──────── INPUT FOR THIS TASK

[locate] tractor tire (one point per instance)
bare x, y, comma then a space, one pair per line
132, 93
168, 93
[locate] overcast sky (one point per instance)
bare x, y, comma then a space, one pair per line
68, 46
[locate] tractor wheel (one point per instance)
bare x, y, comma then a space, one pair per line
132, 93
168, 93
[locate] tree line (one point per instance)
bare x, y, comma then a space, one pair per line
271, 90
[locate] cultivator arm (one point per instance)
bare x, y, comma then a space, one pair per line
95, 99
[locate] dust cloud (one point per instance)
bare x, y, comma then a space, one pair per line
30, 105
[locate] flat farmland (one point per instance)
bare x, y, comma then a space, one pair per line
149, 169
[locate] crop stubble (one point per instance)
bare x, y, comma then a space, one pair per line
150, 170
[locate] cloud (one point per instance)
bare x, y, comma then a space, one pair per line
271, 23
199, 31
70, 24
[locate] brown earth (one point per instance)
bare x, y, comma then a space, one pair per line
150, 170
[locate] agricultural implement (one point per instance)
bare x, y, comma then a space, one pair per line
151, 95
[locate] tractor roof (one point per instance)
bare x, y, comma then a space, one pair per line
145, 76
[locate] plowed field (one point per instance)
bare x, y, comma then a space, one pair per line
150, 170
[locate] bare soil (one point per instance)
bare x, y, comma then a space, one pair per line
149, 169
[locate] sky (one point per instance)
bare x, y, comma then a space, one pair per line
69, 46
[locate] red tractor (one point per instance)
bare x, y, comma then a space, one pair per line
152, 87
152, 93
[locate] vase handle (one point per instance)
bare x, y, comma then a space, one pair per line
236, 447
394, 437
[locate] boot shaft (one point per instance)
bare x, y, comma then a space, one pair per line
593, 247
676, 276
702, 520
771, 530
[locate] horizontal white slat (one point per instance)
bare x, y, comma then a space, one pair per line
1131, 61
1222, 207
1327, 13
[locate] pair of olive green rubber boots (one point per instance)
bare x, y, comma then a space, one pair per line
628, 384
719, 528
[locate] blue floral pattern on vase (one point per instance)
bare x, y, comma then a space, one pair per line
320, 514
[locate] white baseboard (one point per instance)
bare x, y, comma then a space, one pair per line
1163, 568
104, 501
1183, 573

────────────────

_PROBLEM DESCRIPTION_
Copy out all of the records shown above exactly.

_FULL SOLUTION_
[locate] tractor tire (one point per instance)
bare x, y, comma then a space, one pair per line
132, 93
168, 93
[locate] overcast sky (one point per instance)
bare x, y, comma then a space, one pair per line
68, 46
[locate] tractor wheel (one point per instance)
bare x, y, comma then a space, one pair per line
132, 93
168, 93
[locate] tree line (one point per instance)
bare x, y, comma then a space, one pair per line
271, 90
[locate] cultivator arm (one point per instance)
bare x, y, comma then a space, one pair per line
95, 99
[locate] dust cloud (one point per instance)
bare x, y, comma then a space, one pair per line
30, 105
[locate] flat farmland (one point per instance)
bare x, y, comma then a space, one pair per line
149, 169
[locate] crop stubble (one point per instance)
bare x, y, comma then a space, one pair per line
150, 170
[locate] cloud (one point per instance)
bare x, y, comma then a space, one pair per line
271, 23
199, 31
70, 24
[locate] brown earth (one point per instance)
bare x, y, comma then a space, one pair per line
150, 170
[locate] agricultural implement (one point per instance)
bare x, y, comma then a space, one pair per line
151, 95
[locate] tractor roof (one point per instance)
bare x, y, comma then a space, one pair per line
145, 76
[locate] plowed field (one point per instance)
bare x, y, comma then a space, one pair per line
150, 170
[locate] bare soil (one point per instance)
bare x, y, comma then a space, one pair per line
149, 169
[locate] sky (one point per instance)
bare x, y, comma then a space, one pair per line
69, 46
[locate] red tractor (one point per instance)
bare x, y, comma then a space, one pair per line
152, 87
152, 93
[locate] vase handle (one point per instance)
bare x, y, comma then a space, one pair per line
236, 447
394, 437
[locate] boot shaft (one point per instance)
bare x, y, comma then a space, one pair per line
593, 247
676, 276
702, 520
771, 530
[locate] horizontal white slat (one point per instance)
bare x, y, comma then a space, one pair per line
1131, 61
1222, 207
1327, 13
[locate] pair of olive green rubber boots (one point per instance)
bare x, y, comma then a space, one pair per line
628, 384
719, 528
[locate] blue floral pattern on vase (one point per instance)
bare x, y, comma then a space, one pair per line
320, 514
[locate] white baseboard (one point per instance)
bare x, y, comma then a space, one pair per line
1163, 568
104, 501
1183, 573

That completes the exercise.